From the first entry to the last, repeat the listing exactly.
········
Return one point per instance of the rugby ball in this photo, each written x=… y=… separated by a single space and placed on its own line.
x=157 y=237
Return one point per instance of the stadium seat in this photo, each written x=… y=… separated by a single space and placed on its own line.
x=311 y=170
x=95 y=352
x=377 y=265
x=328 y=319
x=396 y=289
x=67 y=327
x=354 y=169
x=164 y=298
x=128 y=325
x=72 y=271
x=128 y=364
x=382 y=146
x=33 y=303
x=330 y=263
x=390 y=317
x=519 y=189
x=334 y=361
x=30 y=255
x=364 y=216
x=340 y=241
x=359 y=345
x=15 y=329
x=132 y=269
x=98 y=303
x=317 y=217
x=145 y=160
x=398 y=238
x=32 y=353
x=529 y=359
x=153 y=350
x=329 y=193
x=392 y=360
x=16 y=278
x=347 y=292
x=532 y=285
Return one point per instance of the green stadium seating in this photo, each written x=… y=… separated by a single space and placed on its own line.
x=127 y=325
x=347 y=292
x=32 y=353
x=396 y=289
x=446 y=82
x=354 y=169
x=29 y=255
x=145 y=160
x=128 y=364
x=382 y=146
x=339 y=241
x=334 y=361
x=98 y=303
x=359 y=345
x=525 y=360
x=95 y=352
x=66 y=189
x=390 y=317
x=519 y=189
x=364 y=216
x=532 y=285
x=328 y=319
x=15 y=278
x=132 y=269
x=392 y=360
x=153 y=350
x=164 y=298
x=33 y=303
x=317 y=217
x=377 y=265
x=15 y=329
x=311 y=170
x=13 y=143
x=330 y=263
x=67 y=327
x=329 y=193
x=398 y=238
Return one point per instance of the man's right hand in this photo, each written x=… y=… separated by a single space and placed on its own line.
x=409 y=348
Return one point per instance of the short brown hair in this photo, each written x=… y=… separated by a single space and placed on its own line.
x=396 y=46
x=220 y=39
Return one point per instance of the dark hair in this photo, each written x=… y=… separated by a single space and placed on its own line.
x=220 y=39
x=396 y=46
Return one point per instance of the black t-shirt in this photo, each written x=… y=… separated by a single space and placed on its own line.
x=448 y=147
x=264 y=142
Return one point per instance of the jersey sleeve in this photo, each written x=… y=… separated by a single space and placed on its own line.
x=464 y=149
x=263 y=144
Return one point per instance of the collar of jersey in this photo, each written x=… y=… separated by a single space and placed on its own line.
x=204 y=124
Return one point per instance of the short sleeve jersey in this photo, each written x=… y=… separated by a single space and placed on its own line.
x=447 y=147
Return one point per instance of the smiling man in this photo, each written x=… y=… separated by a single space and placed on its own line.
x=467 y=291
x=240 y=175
········
=== Answer space ===
Return one point per instance of the rugby ball in this photo, each written x=… y=… separated by a single space and placed on its own line.
x=157 y=237
Return one point per instance of the stadium seat in this photo, each written x=… y=… separated by a single space and placed on its own line.
x=311 y=170
x=95 y=352
x=377 y=265
x=328 y=319
x=396 y=289
x=67 y=327
x=354 y=169
x=164 y=298
x=128 y=325
x=72 y=271
x=128 y=364
x=382 y=146
x=33 y=303
x=330 y=263
x=390 y=317
x=519 y=189
x=334 y=361
x=30 y=255
x=364 y=216
x=340 y=241
x=359 y=345
x=15 y=329
x=132 y=269
x=98 y=303
x=317 y=217
x=145 y=160
x=398 y=238
x=32 y=353
x=529 y=359
x=153 y=350
x=329 y=193
x=392 y=360
x=16 y=278
x=347 y=292
x=532 y=285
Return one point per instance of the green stadium seating in this photo, each written x=… y=… separated by a single space and placed on its own line.
x=127 y=325
x=347 y=292
x=32 y=353
x=396 y=289
x=446 y=82
x=354 y=169
x=29 y=255
x=145 y=160
x=128 y=364
x=382 y=146
x=339 y=241
x=334 y=361
x=98 y=303
x=359 y=345
x=525 y=360
x=95 y=352
x=66 y=189
x=390 y=317
x=519 y=189
x=364 y=216
x=532 y=285
x=328 y=319
x=15 y=278
x=132 y=269
x=392 y=360
x=153 y=350
x=164 y=298
x=33 y=303
x=317 y=217
x=377 y=265
x=15 y=329
x=311 y=170
x=13 y=143
x=330 y=263
x=67 y=327
x=329 y=193
x=398 y=238
Return one point per instance of the man's right hand in this photo, each written x=… y=… separated by a single space and placed on its own line.
x=409 y=348
Return one point per instance of the short brown hair in this photo, each written x=… y=… separated by a single space and placed on its own line.
x=396 y=46
x=220 y=39
Return one point per instance of the dark hair in this photo, each written x=… y=… separated by a single space and placed on its own line.
x=220 y=39
x=396 y=46
Return one point per instance of the black t-shirt in this photo, each written x=… y=… separated by a single space and placed on its own line.
x=448 y=147
x=264 y=142
Return one point per instance of the jersey sleeve in this photo, each written x=… y=… separated by a single space and placed on its own line.
x=464 y=149
x=263 y=144
Return one point per instance of the collar of jersey in this photo, each written x=… y=… separated by a single space and placed on its own line.
x=204 y=124
Return one point per instance of the short sleeve jersey in this photo, each written x=… y=… separated by a single space and placed on its own line.
x=447 y=147
Return one point per instance of the smiling man in this photo, each written x=… y=… separated by a single space and placed on its own line.
x=467 y=291
x=240 y=175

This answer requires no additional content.